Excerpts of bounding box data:
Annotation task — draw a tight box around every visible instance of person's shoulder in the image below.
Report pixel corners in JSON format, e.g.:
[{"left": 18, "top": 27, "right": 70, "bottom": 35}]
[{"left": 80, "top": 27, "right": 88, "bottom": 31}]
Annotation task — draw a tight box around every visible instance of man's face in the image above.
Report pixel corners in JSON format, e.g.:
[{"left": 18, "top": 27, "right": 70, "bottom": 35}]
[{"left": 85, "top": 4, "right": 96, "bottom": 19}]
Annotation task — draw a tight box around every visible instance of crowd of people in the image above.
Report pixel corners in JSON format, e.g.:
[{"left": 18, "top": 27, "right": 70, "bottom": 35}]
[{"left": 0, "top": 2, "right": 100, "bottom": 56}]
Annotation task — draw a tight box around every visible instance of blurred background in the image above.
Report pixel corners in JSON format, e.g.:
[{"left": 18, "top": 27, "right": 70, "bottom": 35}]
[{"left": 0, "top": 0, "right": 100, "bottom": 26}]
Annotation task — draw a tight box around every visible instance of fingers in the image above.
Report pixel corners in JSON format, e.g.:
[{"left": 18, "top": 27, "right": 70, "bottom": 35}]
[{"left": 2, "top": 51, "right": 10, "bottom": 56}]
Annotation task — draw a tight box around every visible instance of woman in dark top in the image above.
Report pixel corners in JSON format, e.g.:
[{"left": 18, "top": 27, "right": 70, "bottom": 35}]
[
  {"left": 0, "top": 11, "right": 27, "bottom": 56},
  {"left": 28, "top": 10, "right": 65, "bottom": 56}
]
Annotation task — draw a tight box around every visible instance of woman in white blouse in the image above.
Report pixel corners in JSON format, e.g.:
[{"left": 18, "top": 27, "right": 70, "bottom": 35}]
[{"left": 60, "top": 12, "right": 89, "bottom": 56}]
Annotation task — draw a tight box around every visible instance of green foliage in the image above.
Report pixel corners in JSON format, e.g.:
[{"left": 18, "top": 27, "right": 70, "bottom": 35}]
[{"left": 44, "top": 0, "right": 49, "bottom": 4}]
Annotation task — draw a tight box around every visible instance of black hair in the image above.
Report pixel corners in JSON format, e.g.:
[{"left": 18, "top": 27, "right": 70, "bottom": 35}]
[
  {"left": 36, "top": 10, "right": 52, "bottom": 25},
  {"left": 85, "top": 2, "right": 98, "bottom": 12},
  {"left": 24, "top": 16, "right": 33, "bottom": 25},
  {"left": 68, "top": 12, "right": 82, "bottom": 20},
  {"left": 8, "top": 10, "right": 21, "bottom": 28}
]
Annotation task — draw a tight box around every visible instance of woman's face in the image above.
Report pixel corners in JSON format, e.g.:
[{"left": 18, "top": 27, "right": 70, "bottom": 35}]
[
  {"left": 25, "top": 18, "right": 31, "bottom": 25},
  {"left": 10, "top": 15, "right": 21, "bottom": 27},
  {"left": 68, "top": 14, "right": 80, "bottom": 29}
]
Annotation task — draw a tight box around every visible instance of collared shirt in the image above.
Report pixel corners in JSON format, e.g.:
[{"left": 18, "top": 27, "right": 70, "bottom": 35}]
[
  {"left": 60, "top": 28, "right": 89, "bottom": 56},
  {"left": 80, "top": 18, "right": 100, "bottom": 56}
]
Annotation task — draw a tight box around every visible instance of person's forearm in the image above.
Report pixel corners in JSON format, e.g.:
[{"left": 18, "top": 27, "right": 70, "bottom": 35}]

:: STATED PROBLEM ::
Rewrite the lines above, swapping "tight box" for "close-fitting box" and leaving everything else as it is.

:: SOLUTION FOR THIS EXERCISE ::
Annotation task — draw a close-fitting box around every visible instance of person's shoulder in the image below.
Report pixel corners in JSON format, e.g.:
[{"left": 18, "top": 27, "right": 70, "bottom": 35}]
[{"left": 80, "top": 27, "right": 88, "bottom": 31}]
Annotation task — draw a close-fitting box around every visible instance of man's face in the image above.
Report pixel corners in JSON format, e.g.:
[{"left": 18, "top": 27, "right": 70, "bottom": 35}]
[{"left": 85, "top": 4, "right": 96, "bottom": 19}]
Annotation task — draw a close-fitting box around every visible instance of crowd of people in the image above.
Report pixel corners in JSON format, e.g.:
[{"left": 18, "top": 27, "right": 70, "bottom": 35}]
[{"left": 0, "top": 2, "right": 100, "bottom": 56}]
Annotation task — draw a close-fitting box around every visible instance of blurred background in the image above.
Report pixel corners in JSON format, e.g.:
[{"left": 18, "top": 27, "right": 70, "bottom": 35}]
[{"left": 0, "top": 0, "right": 100, "bottom": 26}]
Annotation task — draw a close-fitting box around every visible instance of fingers in the image above.
Report pixel corners in JSON format, e.g.:
[{"left": 18, "top": 27, "right": 70, "bottom": 35}]
[{"left": 2, "top": 51, "right": 10, "bottom": 56}]
Annotation task — draw a close-fitting box around every visible instance of woman in dark top in the image above.
Report pixel corners in JSON format, e.g.:
[{"left": 18, "top": 27, "right": 70, "bottom": 35}]
[
  {"left": 0, "top": 11, "right": 27, "bottom": 56},
  {"left": 28, "top": 10, "right": 65, "bottom": 56}
]
Annotation task — draw a close-fitting box around every visible instance of woman in white blouse in the image above.
Report pixel corners in JSON format, e.g.:
[{"left": 18, "top": 27, "right": 70, "bottom": 35}]
[{"left": 60, "top": 12, "right": 89, "bottom": 56}]
Annotation task — draw a close-fitting box around every visible instance of green foliage in the image above.
Report pixel corners in JSON format, e.g.:
[{"left": 18, "top": 27, "right": 70, "bottom": 35}]
[{"left": 44, "top": 0, "right": 49, "bottom": 4}]
Annotation task — draw a close-fitting box around every visible instance of black hair in the image above.
Report pixel corners in JSON format, e.g.:
[{"left": 18, "top": 27, "right": 70, "bottom": 35}]
[
  {"left": 36, "top": 10, "right": 52, "bottom": 25},
  {"left": 85, "top": 2, "right": 98, "bottom": 12},
  {"left": 24, "top": 16, "right": 33, "bottom": 25},
  {"left": 68, "top": 12, "right": 82, "bottom": 20},
  {"left": 8, "top": 10, "right": 21, "bottom": 28}
]
Annotation task — draw a close-fitting box around every visible instance of woman's face in the image above.
Report pixel corners in JSON format, e.g.:
[{"left": 18, "top": 27, "right": 70, "bottom": 35}]
[
  {"left": 25, "top": 18, "right": 31, "bottom": 25},
  {"left": 10, "top": 15, "right": 21, "bottom": 27},
  {"left": 68, "top": 14, "right": 80, "bottom": 29}
]
Annotation task — draw a close-fitting box around every visible instance of collared shirt in the image above.
Report pixel corners in JSON format, e.g.:
[{"left": 18, "top": 27, "right": 70, "bottom": 35}]
[
  {"left": 60, "top": 28, "right": 89, "bottom": 56},
  {"left": 80, "top": 18, "right": 100, "bottom": 56}
]
Annotation task — draw a close-fitting box around every visible instance of person's forearm in the image above.
Report pixel corners in JSON format, e.g.:
[{"left": 18, "top": 27, "right": 70, "bottom": 35}]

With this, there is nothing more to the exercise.